• **Task to complete**
Present everything from the start of the data down to the line containing "[[78,37],[150,46],[150,0],[1,0],[0,37]]" as a numbered list, leaving out any blank lines.

• **Outline labeling records**
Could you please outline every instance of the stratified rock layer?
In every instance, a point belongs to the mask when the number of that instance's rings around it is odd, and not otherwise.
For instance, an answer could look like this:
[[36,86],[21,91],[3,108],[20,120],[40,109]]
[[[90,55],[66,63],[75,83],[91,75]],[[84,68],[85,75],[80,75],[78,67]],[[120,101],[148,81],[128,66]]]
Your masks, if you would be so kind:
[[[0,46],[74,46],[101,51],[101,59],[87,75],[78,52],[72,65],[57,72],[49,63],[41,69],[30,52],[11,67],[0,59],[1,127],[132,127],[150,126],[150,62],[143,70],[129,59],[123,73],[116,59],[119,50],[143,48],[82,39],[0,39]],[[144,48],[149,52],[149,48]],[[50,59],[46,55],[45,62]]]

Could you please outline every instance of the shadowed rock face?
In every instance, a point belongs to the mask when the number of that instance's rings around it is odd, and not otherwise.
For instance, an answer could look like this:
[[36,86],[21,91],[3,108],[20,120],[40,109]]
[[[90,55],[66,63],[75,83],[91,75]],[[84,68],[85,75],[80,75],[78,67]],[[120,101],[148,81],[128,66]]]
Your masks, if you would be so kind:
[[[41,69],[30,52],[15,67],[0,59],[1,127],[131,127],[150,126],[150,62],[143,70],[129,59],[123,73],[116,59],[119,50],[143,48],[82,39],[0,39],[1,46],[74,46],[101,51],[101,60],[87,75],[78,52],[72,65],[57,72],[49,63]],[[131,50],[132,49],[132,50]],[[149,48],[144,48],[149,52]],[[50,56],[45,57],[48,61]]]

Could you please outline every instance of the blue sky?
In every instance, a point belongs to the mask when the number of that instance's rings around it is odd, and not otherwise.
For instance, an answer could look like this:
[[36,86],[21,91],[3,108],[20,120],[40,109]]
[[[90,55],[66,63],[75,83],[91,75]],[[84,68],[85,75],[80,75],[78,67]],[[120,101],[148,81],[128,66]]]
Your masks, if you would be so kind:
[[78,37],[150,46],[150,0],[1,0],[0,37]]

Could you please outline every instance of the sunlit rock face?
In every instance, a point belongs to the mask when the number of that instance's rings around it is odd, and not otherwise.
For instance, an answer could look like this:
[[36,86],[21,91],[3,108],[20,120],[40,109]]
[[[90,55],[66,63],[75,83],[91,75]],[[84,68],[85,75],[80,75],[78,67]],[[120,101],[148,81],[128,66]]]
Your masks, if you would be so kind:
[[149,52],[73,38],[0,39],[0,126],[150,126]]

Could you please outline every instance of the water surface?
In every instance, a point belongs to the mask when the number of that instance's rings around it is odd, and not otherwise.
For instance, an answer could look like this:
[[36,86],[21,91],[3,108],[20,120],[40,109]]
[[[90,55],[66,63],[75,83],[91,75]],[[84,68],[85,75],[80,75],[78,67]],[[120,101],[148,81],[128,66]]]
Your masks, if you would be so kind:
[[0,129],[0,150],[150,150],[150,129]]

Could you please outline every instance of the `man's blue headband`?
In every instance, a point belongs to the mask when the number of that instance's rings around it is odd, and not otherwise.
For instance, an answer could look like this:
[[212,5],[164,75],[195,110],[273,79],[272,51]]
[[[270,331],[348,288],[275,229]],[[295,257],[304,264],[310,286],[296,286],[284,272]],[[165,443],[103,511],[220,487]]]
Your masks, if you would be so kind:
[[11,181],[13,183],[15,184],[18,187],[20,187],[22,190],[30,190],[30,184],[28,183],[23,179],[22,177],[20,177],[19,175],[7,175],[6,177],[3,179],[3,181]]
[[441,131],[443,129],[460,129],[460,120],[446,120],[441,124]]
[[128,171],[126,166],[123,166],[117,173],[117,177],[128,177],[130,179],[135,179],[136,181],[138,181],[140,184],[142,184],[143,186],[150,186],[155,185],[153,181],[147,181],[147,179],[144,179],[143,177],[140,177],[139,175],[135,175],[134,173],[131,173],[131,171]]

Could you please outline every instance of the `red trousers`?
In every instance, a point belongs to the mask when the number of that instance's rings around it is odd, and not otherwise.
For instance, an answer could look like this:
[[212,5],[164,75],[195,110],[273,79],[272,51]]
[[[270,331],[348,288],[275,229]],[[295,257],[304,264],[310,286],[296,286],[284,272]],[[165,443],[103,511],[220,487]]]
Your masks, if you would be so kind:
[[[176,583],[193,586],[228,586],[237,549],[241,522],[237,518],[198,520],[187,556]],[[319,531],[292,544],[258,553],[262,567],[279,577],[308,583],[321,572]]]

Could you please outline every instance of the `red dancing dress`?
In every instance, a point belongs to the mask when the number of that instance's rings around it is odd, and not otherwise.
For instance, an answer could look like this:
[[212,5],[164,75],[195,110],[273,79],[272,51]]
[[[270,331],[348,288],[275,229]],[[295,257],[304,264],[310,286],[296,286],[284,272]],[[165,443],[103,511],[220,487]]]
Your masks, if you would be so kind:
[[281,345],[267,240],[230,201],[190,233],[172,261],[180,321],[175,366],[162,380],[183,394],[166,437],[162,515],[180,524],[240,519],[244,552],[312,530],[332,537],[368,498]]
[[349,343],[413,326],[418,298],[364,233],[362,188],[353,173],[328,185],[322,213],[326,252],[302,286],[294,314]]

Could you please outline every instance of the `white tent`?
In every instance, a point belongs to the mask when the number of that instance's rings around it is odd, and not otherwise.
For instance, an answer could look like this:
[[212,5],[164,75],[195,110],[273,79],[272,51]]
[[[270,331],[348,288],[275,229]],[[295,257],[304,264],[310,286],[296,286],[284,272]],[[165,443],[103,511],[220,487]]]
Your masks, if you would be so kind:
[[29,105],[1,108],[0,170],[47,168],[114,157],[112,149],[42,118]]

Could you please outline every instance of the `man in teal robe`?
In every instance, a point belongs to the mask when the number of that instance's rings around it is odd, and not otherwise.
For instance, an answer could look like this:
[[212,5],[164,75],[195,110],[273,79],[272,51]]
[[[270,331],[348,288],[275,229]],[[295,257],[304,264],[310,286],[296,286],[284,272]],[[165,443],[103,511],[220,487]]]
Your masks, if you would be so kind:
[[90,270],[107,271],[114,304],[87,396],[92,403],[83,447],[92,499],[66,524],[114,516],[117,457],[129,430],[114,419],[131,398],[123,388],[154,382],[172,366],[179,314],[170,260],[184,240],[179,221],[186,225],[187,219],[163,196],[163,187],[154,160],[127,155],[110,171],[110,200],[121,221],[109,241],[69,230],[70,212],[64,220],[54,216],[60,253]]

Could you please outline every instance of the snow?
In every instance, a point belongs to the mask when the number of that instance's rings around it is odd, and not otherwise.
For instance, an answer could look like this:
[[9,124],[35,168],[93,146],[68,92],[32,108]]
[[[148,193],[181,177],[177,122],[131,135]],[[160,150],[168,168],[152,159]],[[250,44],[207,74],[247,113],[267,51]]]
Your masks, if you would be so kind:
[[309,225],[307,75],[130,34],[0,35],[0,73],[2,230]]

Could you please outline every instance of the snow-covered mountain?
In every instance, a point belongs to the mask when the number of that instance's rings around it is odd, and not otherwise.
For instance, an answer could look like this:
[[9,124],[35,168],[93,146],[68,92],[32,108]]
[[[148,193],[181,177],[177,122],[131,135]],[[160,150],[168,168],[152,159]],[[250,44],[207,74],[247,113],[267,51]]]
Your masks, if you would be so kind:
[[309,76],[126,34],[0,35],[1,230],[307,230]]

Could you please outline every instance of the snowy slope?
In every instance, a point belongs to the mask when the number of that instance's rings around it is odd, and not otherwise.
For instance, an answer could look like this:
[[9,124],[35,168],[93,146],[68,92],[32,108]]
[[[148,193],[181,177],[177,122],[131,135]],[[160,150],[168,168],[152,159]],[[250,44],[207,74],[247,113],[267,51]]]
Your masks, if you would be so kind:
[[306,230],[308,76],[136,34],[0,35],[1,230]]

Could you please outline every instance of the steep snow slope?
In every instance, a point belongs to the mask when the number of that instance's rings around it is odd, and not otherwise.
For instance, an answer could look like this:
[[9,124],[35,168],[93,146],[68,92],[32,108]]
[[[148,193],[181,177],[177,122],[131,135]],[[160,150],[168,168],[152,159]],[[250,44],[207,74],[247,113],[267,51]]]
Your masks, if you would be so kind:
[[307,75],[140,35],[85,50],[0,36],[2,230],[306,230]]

• **Problem solution**
1. Could you please outline every instance of the stratified rock layer?
2. In every instance, a point belongs to the mask when the number of that instance's rings around it is odd, and not otherwise.
3. For instance, an answer could look like this:
4. [[36,86],[21,91],[3,108],[20,120],[40,109]]
5. [[[90,55],[66,63],[75,83],[91,75]],[[84,68],[85,75],[80,75],[78,67]],[[120,101],[148,81],[128,66]]]
6. Your masks, if you would be so kind:
7. [[[0,46],[74,46],[101,51],[101,59],[87,75],[78,52],[72,65],[57,72],[49,63],[41,69],[30,52],[11,67],[0,59],[1,127],[132,127],[150,126],[150,62],[143,70],[129,59],[123,73],[116,59],[119,50],[143,48],[82,39],[0,39]],[[144,48],[149,52],[149,48]],[[50,59],[46,55],[45,62]]]
8. Could you please outline every instance of the shadowed rock face?
9. In every instance, a point belongs to the mask when the number of that instance's rings around it is odd, and not otherwise.
10. For instance, an answer could look like this:
11. [[36,86],[21,91],[3,108],[20,120],[40,109]]
12. [[[90,55],[66,63],[75,83],[91,75]],[[84,68],[85,75],[80,75],[78,67]],[[120,101],[148,81],[128,66]]]
13. Your masks, if you would be so kind:
14. [[[41,69],[30,52],[15,67],[0,59],[1,127],[131,127],[150,126],[150,62],[143,70],[129,59],[123,73],[116,59],[119,50],[143,48],[82,39],[0,39],[1,46],[74,46],[101,51],[101,60],[87,75],[78,52],[72,65],[57,72],[49,63]],[[131,50],[132,49],[132,50]],[[149,48],[144,48],[149,52]],[[50,56],[45,57],[48,61]]]
15. Could you please outline every instance of the blue sky?
16. In every instance, a point belongs to the mask when the number of that instance's rings around it is odd, and not otherwise.
17. For instance, an answer could look like this:
18. [[36,86],[21,91],[3,108],[20,120],[40,109]]
19. [[[90,55],[66,63],[75,83],[91,75]],[[84,68],[85,75],[80,75],[78,67]],[[120,101],[148,81],[128,66]]]
20. Your masks, if you would be so kind:
21. [[78,37],[150,46],[150,0],[1,0],[0,37]]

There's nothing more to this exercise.